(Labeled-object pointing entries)
================================
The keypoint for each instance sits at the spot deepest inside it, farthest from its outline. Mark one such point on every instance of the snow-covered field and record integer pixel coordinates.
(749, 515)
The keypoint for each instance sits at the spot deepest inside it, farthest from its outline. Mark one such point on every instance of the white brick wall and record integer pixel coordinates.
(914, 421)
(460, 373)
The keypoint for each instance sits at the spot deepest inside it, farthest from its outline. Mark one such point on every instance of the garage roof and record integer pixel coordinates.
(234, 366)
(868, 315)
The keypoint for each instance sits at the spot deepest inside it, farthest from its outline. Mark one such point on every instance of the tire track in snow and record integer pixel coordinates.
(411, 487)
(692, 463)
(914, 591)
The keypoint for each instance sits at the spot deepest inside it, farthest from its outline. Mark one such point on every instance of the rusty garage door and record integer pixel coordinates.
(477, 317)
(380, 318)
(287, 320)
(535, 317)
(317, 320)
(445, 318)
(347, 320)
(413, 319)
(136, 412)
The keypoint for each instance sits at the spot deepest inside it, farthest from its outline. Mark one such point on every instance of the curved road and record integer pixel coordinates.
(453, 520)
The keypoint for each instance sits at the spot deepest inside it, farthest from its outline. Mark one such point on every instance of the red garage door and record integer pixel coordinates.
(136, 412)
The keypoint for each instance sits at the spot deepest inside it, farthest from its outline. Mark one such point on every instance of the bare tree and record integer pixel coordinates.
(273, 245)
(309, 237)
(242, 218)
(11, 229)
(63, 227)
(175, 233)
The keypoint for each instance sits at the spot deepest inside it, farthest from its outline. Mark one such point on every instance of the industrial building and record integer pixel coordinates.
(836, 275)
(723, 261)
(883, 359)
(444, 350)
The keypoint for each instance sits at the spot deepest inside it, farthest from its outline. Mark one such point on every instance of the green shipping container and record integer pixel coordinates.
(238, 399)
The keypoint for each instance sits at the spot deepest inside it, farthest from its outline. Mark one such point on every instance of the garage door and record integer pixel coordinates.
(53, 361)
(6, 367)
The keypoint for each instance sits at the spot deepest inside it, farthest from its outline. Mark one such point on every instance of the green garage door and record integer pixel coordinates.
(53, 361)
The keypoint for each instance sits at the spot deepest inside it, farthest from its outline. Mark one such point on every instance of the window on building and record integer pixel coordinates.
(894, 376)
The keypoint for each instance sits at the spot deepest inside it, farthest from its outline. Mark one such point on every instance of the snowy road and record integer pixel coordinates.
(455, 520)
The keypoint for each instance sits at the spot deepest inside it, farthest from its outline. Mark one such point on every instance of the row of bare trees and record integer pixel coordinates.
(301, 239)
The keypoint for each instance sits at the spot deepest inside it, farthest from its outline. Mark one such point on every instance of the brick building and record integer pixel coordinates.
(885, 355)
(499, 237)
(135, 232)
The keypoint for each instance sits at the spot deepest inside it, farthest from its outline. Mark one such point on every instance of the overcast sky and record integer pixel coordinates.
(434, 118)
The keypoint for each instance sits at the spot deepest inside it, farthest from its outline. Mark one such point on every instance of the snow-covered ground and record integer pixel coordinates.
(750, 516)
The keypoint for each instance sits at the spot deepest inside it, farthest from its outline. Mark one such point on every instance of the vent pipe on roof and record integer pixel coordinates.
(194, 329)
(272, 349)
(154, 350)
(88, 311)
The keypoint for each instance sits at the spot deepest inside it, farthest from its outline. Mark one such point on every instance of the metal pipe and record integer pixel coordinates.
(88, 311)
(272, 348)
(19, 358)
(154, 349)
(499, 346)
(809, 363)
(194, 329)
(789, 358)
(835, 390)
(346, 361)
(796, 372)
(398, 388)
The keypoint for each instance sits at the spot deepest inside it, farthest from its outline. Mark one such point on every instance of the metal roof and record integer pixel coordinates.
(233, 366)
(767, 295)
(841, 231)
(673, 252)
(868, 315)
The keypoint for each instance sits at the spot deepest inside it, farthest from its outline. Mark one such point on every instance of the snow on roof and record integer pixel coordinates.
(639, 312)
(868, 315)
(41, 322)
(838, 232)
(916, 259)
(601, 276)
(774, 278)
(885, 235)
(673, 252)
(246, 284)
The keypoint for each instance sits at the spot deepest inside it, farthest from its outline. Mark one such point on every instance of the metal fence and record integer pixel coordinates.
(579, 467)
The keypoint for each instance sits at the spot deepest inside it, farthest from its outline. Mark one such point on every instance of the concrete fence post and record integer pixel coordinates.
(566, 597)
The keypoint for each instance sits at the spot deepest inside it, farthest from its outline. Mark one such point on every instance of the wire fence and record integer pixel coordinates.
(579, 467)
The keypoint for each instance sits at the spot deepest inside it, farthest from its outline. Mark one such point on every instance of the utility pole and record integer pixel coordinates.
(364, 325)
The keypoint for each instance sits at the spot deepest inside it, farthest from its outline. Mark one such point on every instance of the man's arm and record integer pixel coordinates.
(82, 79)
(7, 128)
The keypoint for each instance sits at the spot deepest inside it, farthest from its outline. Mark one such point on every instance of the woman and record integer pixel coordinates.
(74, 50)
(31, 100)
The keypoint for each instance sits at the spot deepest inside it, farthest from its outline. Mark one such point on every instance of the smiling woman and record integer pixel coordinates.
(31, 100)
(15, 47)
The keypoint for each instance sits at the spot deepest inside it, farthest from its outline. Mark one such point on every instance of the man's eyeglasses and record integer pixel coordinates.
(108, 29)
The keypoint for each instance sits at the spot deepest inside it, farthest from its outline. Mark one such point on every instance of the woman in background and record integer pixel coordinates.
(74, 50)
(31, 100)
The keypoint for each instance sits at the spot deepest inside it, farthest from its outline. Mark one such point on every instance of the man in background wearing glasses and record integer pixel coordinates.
================================
* Stated problem
Print all of the entries exactly as they are written.

* Written reply
The keypoint for each instance sits at the spot deepest inside it, farthest from its outline. Mark one such point on every instance of the snow-covered field and record integer pixel coordinates.
(749, 515)
The keypoint for each instance sits at the spot deepest inside it, farthest from its outline. Mark one such point on every instance of the white brick wall and record integer pixel coordinates.
(914, 421)
(460, 373)
The keypoint for each instance sits at the spot deepest inside it, farthest from its outline. Mark one such point on every instance of the garage roof and record integer pixel coordinates.
(234, 366)
(868, 315)
The keypoint for each instance sits at the spot deepest inside it, farthest from its outline. Mark one such point on every instance of the tire track in snow and record integer pixel coordinates.
(411, 487)
(692, 463)
(914, 591)
The keypoint for each instance sits at the spot deepest inside it, farthest from its outline. Mark one such point on every instance of the rusty garage door and record integer pixel coordinates.
(477, 317)
(380, 318)
(287, 320)
(535, 317)
(317, 320)
(445, 318)
(347, 320)
(413, 319)
(136, 412)
The keypoint for each instance sits at the spot deepest inside it, farthest from its outline. Mark one such point on every instance of the curved road and record integer pixel coordinates.
(453, 520)
The keypoint for each instance sits at the spot deepest inside it, farthest from its outline. Mark one such point on every instance of the red garage door and record integer pixel coordinates.
(136, 412)
The keypoint for each instance sits at the spot deepest inside it, farthest from its outline. Mark one such point on every instance of the bare tree and record integer pixel coordinates.
(273, 245)
(309, 237)
(242, 218)
(11, 229)
(63, 227)
(175, 233)
The keypoint for each instance sits at the spot deepest inside it, farthest from its outline. Mark one such point on every instance of the industrial building and record integer pixel coordinates.
(836, 275)
(723, 261)
(883, 359)
(444, 350)
The keypoint for each instance sits at the spot deepest inside it, farthest from its outline. Mark one such point on every instance of the green shipping container and record integer pixel coordinates.
(238, 399)
The keypoint for each instance sits at the spot deepest inside it, farthest from its outline. Mark one such point on every instance of the garage door and record integer pixel coordinates.
(53, 361)
(6, 367)
The keypoint for each instance sits at the spot deepest inside it, farthest from its outline. Mark one such point on every instance of the green garage door and record integer pixel coordinates.
(53, 361)
The keypoint for each instance sits at the spot deepest inside it, farthest from its outline. Mark one such point on every instance of the window on building and record integer pixel coordinates.
(894, 376)
The keypoint for each instance sits at the spot deepest inside it, farthest from its outline. Mark one such point on every instance of the snowy road and record integer pixel coordinates.
(455, 520)
The keypoint for each instance sits at the spot deepest inside it, farthest from its outline. Mark one such point on every instance of the row of bare trees and record integer pixel coordinates.
(301, 239)
The keypoint for each instance sits at the spot deepest inside it, farthest from its outline. Mark one such point on every instance of the brick building and record integer pixel coordinates.
(885, 355)
(499, 237)
(135, 232)
The keypoint for each instance sits at the spot deepest inside it, farthest from its outline. Mark one such point on every instance of the overcast sky and record integer pixel coordinates.
(434, 118)
The keypoint for each instance sits at the spot deepest inside it, farthest from its outline. Mark one such point on every instance of the snow-covered ground and record integer pixel coordinates.
(750, 516)
The keypoint for each instance sits at the spot deepest inside it, farthest from its outline. Mark one such point on every instance of the vent pipe on roof and record integer pixel coordinates.
(194, 329)
(272, 349)
(154, 350)
(88, 311)
The keypoint for each instance sits at the spot deepest inside it, farthest from its outline. Mark one such point on every instance of the metal pipe and record integer pixel coordinates.
(88, 311)
(272, 348)
(19, 358)
(154, 349)
(499, 346)
(809, 363)
(194, 329)
(789, 358)
(835, 390)
(346, 361)
(796, 372)
(398, 388)
The keypoint for each instance sits at the spot deepest inside it, farthest from its outline. Mark one such point on every instance of the metal roof and record integer pixel coordinates.
(233, 366)
(767, 295)
(841, 231)
(673, 252)
(868, 315)
The keypoint for each instance sits at the spot deepest inside it, farthest from its outline. Mark one such point on every instance of the snow on roof and record integer pixel coordinates.
(639, 312)
(868, 315)
(41, 322)
(838, 232)
(916, 259)
(601, 276)
(774, 278)
(885, 235)
(673, 252)
(246, 284)
The keypoint for each instance sits at the spot deepest inside it, farthest from its outline. Mark one such point on every instance of the metal fence and record integer pixel coordinates.
(579, 467)
The keypoint for each instance sits at the spot deepest inside it, farthest from its outline. Mark one such point on every instance of the concrete fence post and record integer pixel coordinates.
(566, 597)
The keypoint for each instance sits at the spot deepest inside it, farthest from its outline. Mark one such point on every instance of the wire fence and record integer pixel coordinates.
(579, 467)
The keypoint for each instance sits at the spot deepest inside it, farthest from its outline. Mark one such point on every instance of the utility pole and record integer pixel coordinates.
(364, 325)
The keypoint for each instance sits at the spot deepest inside it, farthest from its outline. Mark one such point on every instance of the man's arm and record integer pixel coordinates.
(82, 79)
(7, 128)
The keypoint for each instance sits at the spot deepest inside it, farthest from its outline. Mark one such point on every instance of the woman and record integer pixel coordinates.
(74, 50)
(31, 100)
The keypoint for each instance sits at the spot deepest inside it, farthest from its outline. Mark one such point on every instance of the smiling woman and record integer pixel coordinates.
(31, 100)
(15, 47)
The keypoint for each instance sits at the spot deepest inside it, farthest from its outline. Mark one such point on every instance of the man's eyeglasses and record integer pixel coordinates.
(108, 29)
The keypoint for each instance sits at the spot deepest inside it, farthest from its outline. Mark one such point on every instance of the woman in background and record integer pixel coordinates.
(74, 50)
(31, 100)
The keypoint for each instance sits at the spot deepest inside it, farthest from its outline. Mark one such point on every instance of the man in background wearing glasses and record integer pixel coordinates.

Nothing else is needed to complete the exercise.